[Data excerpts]
■ ■ ■

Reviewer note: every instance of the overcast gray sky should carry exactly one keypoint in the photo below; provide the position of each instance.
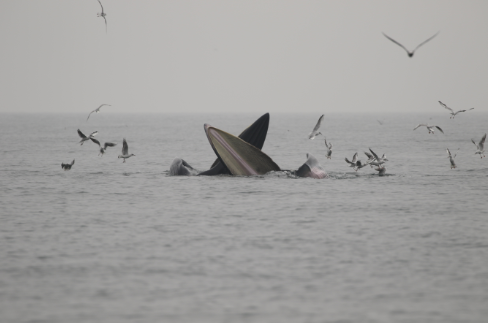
(242, 56)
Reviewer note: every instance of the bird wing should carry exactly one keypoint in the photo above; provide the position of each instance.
(100, 5)
(482, 142)
(90, 114)
(445, 106)
(317, 126)
(95, 141)
(81, 134)
(426, 41)
(125, 148)
(355, 158)
(375, 156)
(396, 43)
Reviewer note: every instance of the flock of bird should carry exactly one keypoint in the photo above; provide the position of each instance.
(102, 148)
(374, 160)
(355, 163)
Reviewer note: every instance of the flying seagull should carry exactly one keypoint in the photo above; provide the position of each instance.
(451, 158)
(410, 54)
(377, 161)
(85, 138)
(105, 146)
(67, 166)
(316, 128)
(480, 146)
(102, 14)
(429, 127)
(125, 151)
(328, 154)
(453, 114)
(97, 110)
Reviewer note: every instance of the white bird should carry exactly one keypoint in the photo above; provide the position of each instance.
(381, 170)
(480, 147)
(377, 160)
(453, 114)
(370, 158)
(355, 163)
(429, 127)
(451, 158)
(125, 151)
(67, 166)
(410, 54)
(85, 138)
(97, 110)
(315, 132)
(105, 146)
(102, 14)
(328, 154)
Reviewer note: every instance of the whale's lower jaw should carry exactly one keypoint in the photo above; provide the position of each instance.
(238, 156)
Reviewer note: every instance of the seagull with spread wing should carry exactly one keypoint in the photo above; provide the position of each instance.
(429, 127)
(67, 166)
(453, 114)
(480, 146)
(85, 138)
(410, 54)
(328, 154)
(97, 110)
(315, 132)
(451, 158)
(105, 146)
(125, 151)
(102, 14)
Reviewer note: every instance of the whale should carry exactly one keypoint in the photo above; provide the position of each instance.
(242, 155)
(311, 168)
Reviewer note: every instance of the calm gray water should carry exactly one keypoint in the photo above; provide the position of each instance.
(115, 242)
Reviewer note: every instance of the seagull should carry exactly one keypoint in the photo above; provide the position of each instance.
(453, 114)
(67, 166)
(377, 160)
(85, 138)
(451, 158)
(328, 154)
(105, 146)
(381, 171)
(97, 110)
(355, 163)
(125, 151)
(429, 127)
(315, 130)
(480, 146)
(102, 14)
(410, 54)
(370, 158)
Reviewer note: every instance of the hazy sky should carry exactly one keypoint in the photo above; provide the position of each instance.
(242, 56)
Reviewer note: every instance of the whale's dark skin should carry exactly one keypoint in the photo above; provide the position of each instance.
(255, 135)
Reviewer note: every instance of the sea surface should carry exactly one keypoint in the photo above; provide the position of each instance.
(110, 241)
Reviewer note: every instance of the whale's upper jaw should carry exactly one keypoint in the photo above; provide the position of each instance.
(239, 156)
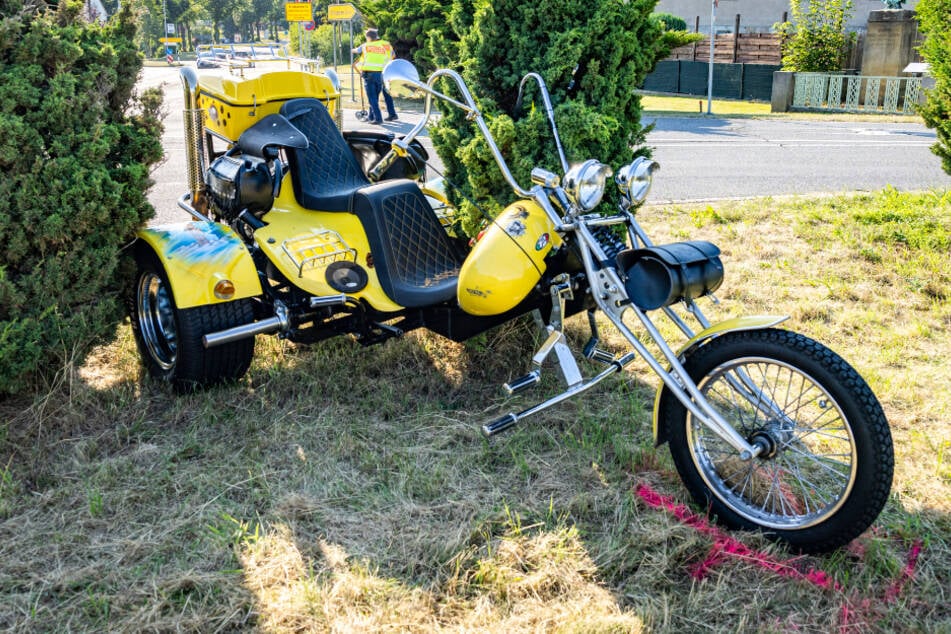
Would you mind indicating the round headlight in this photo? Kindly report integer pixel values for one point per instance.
(634, 180)
(584, 183)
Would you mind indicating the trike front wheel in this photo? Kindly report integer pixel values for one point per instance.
(827, 468)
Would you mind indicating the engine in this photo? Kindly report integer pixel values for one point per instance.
(238, 183)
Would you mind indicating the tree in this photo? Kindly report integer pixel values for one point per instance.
(406, 23)
(592, 54)
(75, 151)
(816, 39)
(935, 22)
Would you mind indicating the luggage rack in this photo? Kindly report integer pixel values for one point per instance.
(317, 249)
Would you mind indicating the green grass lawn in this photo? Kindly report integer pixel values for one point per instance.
(339, 488)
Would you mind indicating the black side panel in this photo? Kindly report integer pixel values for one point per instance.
(325, 174)
(417, 263)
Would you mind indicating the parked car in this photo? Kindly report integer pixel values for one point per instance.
(207, 60)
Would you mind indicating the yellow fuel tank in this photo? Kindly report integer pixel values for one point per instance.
(507, 261)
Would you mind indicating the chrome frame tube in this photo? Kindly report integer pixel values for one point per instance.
(549, 111)
(676, 379)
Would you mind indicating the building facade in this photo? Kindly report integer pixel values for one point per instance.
(756, 16)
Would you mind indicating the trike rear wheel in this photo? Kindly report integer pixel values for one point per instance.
(170, 339)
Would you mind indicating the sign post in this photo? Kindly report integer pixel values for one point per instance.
(343, 13)
(299, 12)
(713, 34)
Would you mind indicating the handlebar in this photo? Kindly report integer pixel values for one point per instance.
(468, 105)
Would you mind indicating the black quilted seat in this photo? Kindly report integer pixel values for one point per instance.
(415, 260)
(325, 175)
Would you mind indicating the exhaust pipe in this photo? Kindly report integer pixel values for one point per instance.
(265, 326)
(194, 140)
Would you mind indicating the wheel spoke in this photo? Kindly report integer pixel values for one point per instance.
(796, 483)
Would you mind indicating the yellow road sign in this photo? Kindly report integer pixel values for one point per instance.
(341, 12)
(298, 12)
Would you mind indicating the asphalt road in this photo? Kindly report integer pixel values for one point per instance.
(714, 158)
(702, 159)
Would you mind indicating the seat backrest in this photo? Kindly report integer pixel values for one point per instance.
(325, 174)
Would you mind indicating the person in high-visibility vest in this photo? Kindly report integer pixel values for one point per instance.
(374, 55)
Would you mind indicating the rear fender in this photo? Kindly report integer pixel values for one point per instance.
(755, 322)
(197, 256)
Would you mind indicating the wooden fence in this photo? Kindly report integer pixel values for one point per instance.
(747, 48)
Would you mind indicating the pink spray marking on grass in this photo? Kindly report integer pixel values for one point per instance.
(725, 546)
(856, 617)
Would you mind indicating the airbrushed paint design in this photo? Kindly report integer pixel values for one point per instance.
(200, 243)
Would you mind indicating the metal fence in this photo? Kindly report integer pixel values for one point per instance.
(856, 93)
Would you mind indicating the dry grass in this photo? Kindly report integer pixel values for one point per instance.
(342, 489)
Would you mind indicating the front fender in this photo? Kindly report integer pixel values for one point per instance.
(198, 255)
(754, 322)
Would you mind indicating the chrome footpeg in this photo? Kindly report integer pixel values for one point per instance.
(523, 382)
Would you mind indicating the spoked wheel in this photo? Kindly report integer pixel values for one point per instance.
(170, 339)
(826, 467)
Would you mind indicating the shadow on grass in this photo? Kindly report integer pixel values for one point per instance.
(347, 489)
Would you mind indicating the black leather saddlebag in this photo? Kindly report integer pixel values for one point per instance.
(662, 275)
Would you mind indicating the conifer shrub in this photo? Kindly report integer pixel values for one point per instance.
(76, 144)
(935, 22)
(592, 54)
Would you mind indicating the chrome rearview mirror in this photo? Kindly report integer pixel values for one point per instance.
(400, 72)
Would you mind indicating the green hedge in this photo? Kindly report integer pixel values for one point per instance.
(592, 55)
(75, 151)
(935, 19)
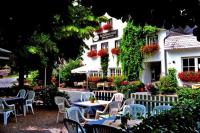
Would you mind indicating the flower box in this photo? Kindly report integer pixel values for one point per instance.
(107, 26)
(115, 51)
(189, 76)
(99, 30)
(92, 53)
(149, 49)
(103, 52)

■ ■ ■

_Exercise aim:_
Would you print all of the entries exactly, omitting any image?

_Task response:_
Reviewer note: every instance of the overcast gray sky should carry exactly one keypoint in the photo below; provide the position of each instance.
(242, 56)
Reviewer note: every instance of the bird wing should carry exactly one keypoint in the photo above; provide the position of each instance.
(100, 5)
(482, 142)
(90, 114)
(445, 106)
(317, 126)
(95, 141)
(81, 134)
(426, 41)
(125, 148)
(355, 158)
(375, 156)
(396, 43)
Reviewer note: every instance of the flock of bird should carry exactly one keypoint in the photo above; provide the position of each instance.
(102, 148)
(374, 160)
(355, 163)
Reviewer note: every instance of the flying seagull should carry exactly one keypoint in the photo above; provide the position of each instance.
(451, 158)
(410, 54)
(377, 161)
(85, 138)
(105, 146)
(67, 166)
(316, 128)
(480, 146)
(102, 14)
(429, 127)
(125, 151)
(328, 154)
(453, 114)
(97, 110)
Reviewer note: every instance of the white bird should carry exactly one keypoint in the photo above; provide the position of each instance.
(381, 170)
(480, 147)
(377, 160)
(453, 114)
(370, 158)
(355, 163)
(429, 127)
(451, 158)
(125, 151)
(67, 166)
(410, 54)
(85, 138)
(97, 110)
(315, 132)
(105, 146)
(102, 14)
(328, 154)
Reviewer note: every instance of the whale's lower jaw should carry exactly one keypoint in the photo above; provide the position of each instance.
(238, 156)
Reviewer note: every instance of the seagull with spread wing should carry exactly one keypoint in the photo above; provide the position of each instance.
(429, 127)
(67, 166)
(453, 114)
(480, 146)
(85, 138)
(410, 54)
(328, 154)
(97, 110)
(315, 132)
(451, 158)
(105, 146)
(125, 151)
(102, 14)
Reviewer note: every instance of the whale should carry exactly one keypoint in the photo above; provide the position of each instance.
(242, 155)
(311, 168)
Reviewer note: every instance of the calm gray water should carry exactly one keypoint in the photo above; provide the position of each instance.
(115, 242)
Reviewer note: every instance of the seagull should carry exactly one keypoint in the photo above; provide the position of each instance.
(453, 114)
(67, 166)
(377, 160)
(85, 138)
(451, 158)
(328, 154)
(105, 146)
(381, 171)
(97, 110)
(355, 163)
(125, 151)
(429, 127)
(315, 130)
(480, 146)
(102, 14)
(410, 54)
(370, 158)
Reviewer note: every instance of the hazy sky should carry exactly one keypoint in the photo above; provide the position of each instance.
(242, 56)
Reviewer note: every instance of the whale's dark skin should carry exactly one keypoint in the photo above; provide the position of each instance.
(255, 135)
Reviewer note: every instance of the sea surface should carry exactly one keypoint in the photo above; provide the position of each instance.
(110, 241)
Reviewer note: every instance of the whale's upper jaw should carry exactly one keypoint in the photo above; provide the position of each instance.
(239, 156)
Would you mind indicating the round headlight in this photo? Kindly report integer pixel values for one point per instance.
(634, 180)
(584, 183)
Would you mind indicating the trike front wheel in this photo? Kindly report integer pixel values for one point per instance.
(827, 468)
Would you mind indicating the engine in this photo? Kindly report integer pixel values for one point per instance.
(238, 183)
Would you mind indicating the tree in this photo? Kindly report integer pixel values for one point per instance.
(406, 23)
(592, 54)
(75, 151)
(816, 39)
(935, 22)
Would you mind indicating the luggage rack in this photo? Kindly report integer pixel values for one point per instance.
(317, 249)
Would you mind indicating the green grass lawn in this photo? Kindly report integer pixel values for one point per instance.
(339, 488)
Would you mind indicating the black side panel in this photo? Kindly report integer pixel values for one point per instance.
(325, 174)
(417, 263)
Would you mind indicating the parked car in this photo? Kindly report integer pixel values for one point per instance.
(207, 60)
Would you mind indicating the yellow fuel tank in this photo? Kindly report integer pixel values for one point per instance.
(507, 261)
Would you mind indicating the chrome frame tube in this photo? Kindly report integer pixel values for one point per instance.
(549, 111)
(676, 379)
Would you mind indicating the building facade in this photo? Kindly report integer pixel values for one point per instance.
(756, 16)
Would you mind indicating the trike rear wheel in this photo? Kindly report integer pixel values for one point per instance.
(170, 339)
Would you mind indicating the sign post in this photo? Kindly report integer pixel values for one point per instance.
(343, 13)
(299, 12)
(713, 34)
Would you mind indicating the handlebar in this photo? Kindly report integer pixel values for one point per instance.
(468, 105)
Would you mind indicating the black quilted seat in this photo? Kindly report integer pixel values for one point per instance.
(415, 260)
(325, 175)
Would you mind indicating the exhaust pipe in this photo? Kindly report integer pixel values for one point per instance.
(265, 326)
(194, 140)
Would you mind indicating the wheel spoke in this photo? Kindly report integer pixel values for one point per instance.
(796, 483)
Would you mind indicating the yellow road sign in this photo? Kindly report integer pixel values for one point per instance.
(341, 12)
(298, 12)
Would you mind indicating the asphalt road in this photo? Kindly report integer pixel values for one point per instance.
(714, 158)
(702, 159)
Would you mind indicating the seat backrest in this photo? Kindly report integer pixel values for one point per instance.
(325, 174)
Would you mind indicating the person in high-visibility vest in this photo? Kindly report integer pixel values for one point per instance.
(374, 55)
Would you mind indicating the rear fender in this photo? Kindly report integer pixel values for one point per instance.
(755, 322)
(197, 256)
Would you mind indicating the wooden fence in this photo? Kindly report integer pixel values for one point per instance.
(747, 48)
Would you mind indicating the pink spray marking on grass in this photo? Kindly report integer pixel values for one point per instance.
(725, 546)
(856, 617)
Would you mind indicating the airbrushed paint design in this photo? Kindly report integer pixel values for one point per instance.
(200, 243)
Would you mind indicating the metal fence in this photo? Kindly report integer pixel values for one point per instance.
(856, 93)
Would you mind indicating the dry grass in this photo? Kindly report integer pixel values for one point per instance.
(342, 489)
Would you mind indicating the front fender in this photo? Kindly report integer pixel values for one point per instance.
(198, 255)
(754, 322)
Would you mind indicating the chrome footpeg in this photo? Kindly report integer pixel values for one point per instance.
(523, 382)
Would you mind indicating the spoked wheel in this photo? Kindly report integer pixel values for one point per instance.
(170, 339)
(826, 467)
Would you mind indicating the shadow on grass in this photo? Kindly report integer pixel values for one point per instance.
(347, 489)
Would you mind indicating the black leather saddlebag in this photo? Kindly report integer pixel values for one point per instance.
(662, 275)
Would you mind indicating the conifer shrub in this photo? Kindly report integer pixel values for one point per instance.
(76, 144)
(935, 22)
(592, 54)
Would you mind indicating the chrome rearview mirror in this photo? Kindly report integer pixel values for one point per instance.
(400, 72)
Would you mind indicating the green hedge in this photo? Kindly report integer pixel values for one point per instance.
(592, 55)
(75, 151)
(935, 19)
Would you mind indicating the flower box in this photo? Kindly report integer pixel values for one point per instance.
(107, 26)
(115, 51)
(189, 76)
(99, 30)
(92, 53)
(149, 49)
(103, 52)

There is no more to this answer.